CHALLENGE => The output should consist solely of the line containing "Exercise. Point to the license" and the lines that follow it through the end of the data below.
>> START THE INPUT
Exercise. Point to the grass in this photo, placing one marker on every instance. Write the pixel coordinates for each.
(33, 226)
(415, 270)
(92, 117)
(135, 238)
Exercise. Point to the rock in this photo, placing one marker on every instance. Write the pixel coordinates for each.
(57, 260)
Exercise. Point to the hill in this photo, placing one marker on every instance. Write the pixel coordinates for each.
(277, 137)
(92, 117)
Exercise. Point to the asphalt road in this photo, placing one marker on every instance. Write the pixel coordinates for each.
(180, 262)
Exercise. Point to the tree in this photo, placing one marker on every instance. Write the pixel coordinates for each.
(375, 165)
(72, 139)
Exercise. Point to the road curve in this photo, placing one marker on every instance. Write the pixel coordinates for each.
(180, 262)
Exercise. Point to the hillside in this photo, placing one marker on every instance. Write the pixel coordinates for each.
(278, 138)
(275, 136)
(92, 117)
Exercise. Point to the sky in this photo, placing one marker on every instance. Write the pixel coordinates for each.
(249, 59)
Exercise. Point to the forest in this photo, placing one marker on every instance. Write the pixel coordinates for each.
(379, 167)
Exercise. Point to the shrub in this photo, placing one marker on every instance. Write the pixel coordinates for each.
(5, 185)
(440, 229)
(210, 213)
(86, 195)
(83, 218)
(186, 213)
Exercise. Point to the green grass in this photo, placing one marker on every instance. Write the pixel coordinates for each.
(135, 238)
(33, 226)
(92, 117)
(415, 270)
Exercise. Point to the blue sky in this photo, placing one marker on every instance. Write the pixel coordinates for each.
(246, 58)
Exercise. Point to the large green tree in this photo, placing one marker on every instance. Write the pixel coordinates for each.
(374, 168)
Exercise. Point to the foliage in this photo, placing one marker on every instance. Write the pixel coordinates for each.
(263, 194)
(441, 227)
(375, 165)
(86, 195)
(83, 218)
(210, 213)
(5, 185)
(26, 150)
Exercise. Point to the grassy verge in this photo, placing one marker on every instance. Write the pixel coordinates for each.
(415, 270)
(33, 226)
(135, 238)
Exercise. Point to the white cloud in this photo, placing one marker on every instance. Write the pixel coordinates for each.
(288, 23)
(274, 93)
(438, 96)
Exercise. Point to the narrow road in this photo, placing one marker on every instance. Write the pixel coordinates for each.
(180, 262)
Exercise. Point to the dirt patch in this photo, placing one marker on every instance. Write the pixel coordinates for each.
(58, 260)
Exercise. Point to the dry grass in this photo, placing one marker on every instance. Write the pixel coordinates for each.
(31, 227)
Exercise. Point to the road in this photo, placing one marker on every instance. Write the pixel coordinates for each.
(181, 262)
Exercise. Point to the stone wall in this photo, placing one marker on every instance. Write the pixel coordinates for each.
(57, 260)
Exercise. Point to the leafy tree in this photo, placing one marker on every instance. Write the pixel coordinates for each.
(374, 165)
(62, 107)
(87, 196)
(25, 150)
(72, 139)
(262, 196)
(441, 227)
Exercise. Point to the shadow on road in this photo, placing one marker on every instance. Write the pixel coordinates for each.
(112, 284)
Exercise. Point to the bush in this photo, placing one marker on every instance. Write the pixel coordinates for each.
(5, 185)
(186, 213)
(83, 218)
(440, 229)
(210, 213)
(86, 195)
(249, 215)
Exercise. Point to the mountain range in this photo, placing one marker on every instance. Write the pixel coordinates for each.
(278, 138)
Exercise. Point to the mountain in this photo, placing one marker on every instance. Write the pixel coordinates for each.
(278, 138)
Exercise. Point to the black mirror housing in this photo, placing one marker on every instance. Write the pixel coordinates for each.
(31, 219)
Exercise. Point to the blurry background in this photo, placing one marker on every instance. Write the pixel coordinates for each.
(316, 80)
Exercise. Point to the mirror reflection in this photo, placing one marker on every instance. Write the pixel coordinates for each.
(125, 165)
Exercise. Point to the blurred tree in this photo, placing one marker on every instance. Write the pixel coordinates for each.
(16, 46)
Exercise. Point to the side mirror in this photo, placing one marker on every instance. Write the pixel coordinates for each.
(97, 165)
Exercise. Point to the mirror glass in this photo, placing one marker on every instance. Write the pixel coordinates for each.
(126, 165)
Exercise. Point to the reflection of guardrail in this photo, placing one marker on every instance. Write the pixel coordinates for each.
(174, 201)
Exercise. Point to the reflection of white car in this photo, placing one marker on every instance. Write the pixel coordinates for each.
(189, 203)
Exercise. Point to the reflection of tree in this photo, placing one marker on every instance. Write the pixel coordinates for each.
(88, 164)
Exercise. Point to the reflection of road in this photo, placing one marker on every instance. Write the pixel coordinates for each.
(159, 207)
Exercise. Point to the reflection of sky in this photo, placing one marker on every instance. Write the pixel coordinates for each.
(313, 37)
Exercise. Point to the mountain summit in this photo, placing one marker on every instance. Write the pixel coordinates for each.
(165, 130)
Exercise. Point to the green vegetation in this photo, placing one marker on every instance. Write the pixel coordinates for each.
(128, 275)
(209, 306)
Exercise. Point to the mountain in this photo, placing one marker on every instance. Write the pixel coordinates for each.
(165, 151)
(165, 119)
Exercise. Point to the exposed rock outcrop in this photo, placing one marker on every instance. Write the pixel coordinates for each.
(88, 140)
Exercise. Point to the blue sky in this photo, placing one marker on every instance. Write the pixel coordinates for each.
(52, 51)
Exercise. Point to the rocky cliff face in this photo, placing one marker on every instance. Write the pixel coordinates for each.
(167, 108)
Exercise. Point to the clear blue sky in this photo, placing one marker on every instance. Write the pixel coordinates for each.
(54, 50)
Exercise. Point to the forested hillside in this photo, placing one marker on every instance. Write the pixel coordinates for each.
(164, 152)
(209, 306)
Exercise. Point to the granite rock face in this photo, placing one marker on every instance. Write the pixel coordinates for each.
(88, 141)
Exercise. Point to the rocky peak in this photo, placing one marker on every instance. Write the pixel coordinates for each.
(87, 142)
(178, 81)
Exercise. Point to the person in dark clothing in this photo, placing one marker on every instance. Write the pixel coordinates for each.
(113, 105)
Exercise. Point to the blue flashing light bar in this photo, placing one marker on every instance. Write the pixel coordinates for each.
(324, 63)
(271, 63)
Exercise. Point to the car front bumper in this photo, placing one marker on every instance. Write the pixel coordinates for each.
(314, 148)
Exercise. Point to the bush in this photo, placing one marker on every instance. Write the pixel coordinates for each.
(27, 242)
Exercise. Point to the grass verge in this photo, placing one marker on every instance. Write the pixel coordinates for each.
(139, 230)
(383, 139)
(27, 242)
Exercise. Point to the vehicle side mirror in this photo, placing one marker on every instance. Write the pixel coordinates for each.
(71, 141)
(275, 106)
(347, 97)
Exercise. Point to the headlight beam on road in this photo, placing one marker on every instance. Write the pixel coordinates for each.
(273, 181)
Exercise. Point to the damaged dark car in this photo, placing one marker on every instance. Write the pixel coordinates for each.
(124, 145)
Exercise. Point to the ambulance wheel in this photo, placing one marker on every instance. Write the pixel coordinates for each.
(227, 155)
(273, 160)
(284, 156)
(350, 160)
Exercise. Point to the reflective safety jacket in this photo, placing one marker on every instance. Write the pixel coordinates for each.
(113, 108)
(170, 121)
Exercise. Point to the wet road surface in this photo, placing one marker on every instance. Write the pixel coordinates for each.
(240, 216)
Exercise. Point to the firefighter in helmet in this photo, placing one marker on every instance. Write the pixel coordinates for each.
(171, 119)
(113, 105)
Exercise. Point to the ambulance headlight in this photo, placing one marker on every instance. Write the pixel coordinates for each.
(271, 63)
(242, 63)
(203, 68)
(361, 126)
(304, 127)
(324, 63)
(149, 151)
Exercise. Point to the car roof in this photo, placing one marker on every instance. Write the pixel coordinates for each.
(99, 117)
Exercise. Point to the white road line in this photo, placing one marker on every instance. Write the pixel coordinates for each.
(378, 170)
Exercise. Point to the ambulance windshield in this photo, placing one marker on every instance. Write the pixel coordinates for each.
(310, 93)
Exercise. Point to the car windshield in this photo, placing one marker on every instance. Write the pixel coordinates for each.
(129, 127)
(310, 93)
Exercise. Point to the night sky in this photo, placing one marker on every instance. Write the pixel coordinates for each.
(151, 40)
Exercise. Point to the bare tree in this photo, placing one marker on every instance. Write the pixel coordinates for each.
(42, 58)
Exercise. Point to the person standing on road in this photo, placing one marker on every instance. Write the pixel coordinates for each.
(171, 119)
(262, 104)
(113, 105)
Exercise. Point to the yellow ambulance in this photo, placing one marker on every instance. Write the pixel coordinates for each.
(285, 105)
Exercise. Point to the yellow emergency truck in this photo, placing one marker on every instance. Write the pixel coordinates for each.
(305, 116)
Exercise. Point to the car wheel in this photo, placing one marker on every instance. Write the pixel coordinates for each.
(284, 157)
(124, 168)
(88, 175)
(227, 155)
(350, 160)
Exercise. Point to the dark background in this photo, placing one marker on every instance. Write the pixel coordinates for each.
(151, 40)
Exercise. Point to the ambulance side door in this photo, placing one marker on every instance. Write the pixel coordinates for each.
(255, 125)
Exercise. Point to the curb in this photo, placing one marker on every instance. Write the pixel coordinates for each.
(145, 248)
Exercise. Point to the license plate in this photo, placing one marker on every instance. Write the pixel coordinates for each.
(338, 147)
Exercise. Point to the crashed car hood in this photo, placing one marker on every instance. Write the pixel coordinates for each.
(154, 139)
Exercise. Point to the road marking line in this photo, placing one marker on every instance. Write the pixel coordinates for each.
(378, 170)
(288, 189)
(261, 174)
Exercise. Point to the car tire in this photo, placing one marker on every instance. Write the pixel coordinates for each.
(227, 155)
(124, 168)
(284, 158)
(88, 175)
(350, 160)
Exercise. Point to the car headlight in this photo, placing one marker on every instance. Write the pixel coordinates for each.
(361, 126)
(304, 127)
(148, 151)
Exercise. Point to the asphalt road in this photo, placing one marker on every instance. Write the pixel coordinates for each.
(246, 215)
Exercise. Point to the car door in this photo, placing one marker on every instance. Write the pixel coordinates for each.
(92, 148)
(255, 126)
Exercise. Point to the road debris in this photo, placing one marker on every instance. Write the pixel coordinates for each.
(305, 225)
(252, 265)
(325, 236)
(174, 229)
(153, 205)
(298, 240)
>> END THE INPUT
EXPECTED OUTPUT =>
Exercise. Point to the license plate in this photo, placing one marker on every instance. Write the pixel coordinates for each.
(338, 147)
Exercise. Point to the crashed car hood in this photo, placing one marker on every instance. Write the pixel coordinates for each.
(154, 139)
Exercise. Point to the road marking line in this photo, placing one marker on every instance. Write the pixel coordinates for each.
(378, 170)
(288, 189)
(261, 174)
Exercise. Point to the car tire in this photo, placing one marker on every instance. Write the pixel coordinates for each.
(227, 155)
(124, 168)
(284, 158)
(88, 175)
(350, 160)
Exercise. Point to the car headlight in this photo, placing one marker on every instance. Write the pixel coordinates for each.
(361, 126)
(304, 127)
(148, 151)
Exercise. Point to the asphalt road in this photo, placing one marker on every instance. Write the pixel coordinates for each.
(246, 215)
Exercise. Point to the car door in this photo, placing one marker on every instance. Write the pixel coordinates for each.
(92, 148)
(255, 126)
Exercise. Point to the road debris in this photo, placing one marker on every instance. Write the pixel coordinates for each.
(305, 225)
(252, 265)
(325, 236)
(174, 229)
(153, 205)
(298, 240)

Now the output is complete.